El responsorial de hoy es el salmo 89, el primero del Libro Cuarto del Salterio. Y nos muestra la oración de Moisés. Pero es, además, el inicio del reconocimiento del género humano de la existencia de un camino de contrastes entre Dios y el hombre. Se muestra la inconmensurable grandeza de Dios que supera enormemente la débil condición humana, la cual Dios remedia si invocamos su misericordia.

Este salmo se le relaciona con Moisés, "hombre de Dios": es el único salmo puesto bajo el patronato de Moisés, a causa de sus lazos literarios con el Génesis 2,17; 3,12. "Adán sacado del polvo y volviendo a"... y Éxodo 32, 12; Deuteronomio 32,36. "Vuelve de tu cólera"... Oración de Moisés.

## QUÉ SE PIDE
Por favor, reproduce de nuevo, completo y sin ningún cambio, el comentario sobre el salmo 89 que aparece arriba.

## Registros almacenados
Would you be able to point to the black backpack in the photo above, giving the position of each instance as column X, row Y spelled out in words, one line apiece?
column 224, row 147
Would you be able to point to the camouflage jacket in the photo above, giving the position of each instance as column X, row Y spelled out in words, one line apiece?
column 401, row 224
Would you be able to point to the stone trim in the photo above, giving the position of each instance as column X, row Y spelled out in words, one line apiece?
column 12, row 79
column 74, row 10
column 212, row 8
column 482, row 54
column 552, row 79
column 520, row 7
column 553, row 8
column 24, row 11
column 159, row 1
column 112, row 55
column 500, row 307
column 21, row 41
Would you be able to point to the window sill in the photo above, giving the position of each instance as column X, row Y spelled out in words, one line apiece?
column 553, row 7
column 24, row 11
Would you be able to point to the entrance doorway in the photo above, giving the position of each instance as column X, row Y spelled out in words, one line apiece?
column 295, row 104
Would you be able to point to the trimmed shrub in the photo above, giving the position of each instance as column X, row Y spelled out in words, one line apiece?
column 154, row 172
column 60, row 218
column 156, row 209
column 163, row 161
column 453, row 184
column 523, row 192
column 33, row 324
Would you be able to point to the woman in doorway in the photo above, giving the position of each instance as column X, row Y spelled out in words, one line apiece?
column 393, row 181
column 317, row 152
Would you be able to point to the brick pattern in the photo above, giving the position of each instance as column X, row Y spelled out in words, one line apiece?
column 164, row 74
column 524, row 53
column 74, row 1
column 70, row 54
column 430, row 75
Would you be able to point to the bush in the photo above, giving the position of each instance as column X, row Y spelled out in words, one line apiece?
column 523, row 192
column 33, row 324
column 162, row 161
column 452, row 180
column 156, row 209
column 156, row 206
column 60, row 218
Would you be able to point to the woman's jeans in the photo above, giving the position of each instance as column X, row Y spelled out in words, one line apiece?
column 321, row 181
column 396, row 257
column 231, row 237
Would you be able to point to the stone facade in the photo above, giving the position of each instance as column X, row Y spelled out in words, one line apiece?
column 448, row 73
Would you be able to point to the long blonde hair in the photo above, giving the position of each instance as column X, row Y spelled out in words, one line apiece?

## RESULTADO
El responsorial de hoy es el salmo 89, el primero del Libro Cuarto del Salterio. Y nos muestra la oración de Moisés. Pero es, además, el inicio del reconocimiento del género humano de la existencia de un camino de contrastes entre Dios y el hombre. Se muestra la inconmensurable grandeza de Dios que supera enormemente la débil condición humana, la cual Dios remedia si invocamos su misericordia.

Este salmo se le relaciona con Moisés, "hombre de Dios": es el único salmo puesto bajo el patronato de Moisés, a causa de sus lazos literarios con el Génesis 2,17; 3,12. "Adán sacado del polvo y volviendo a"... y Éxodo 32, 12; Deuteronomio 32,36. "Vuelve de tu cólera"... Oración de Moisés.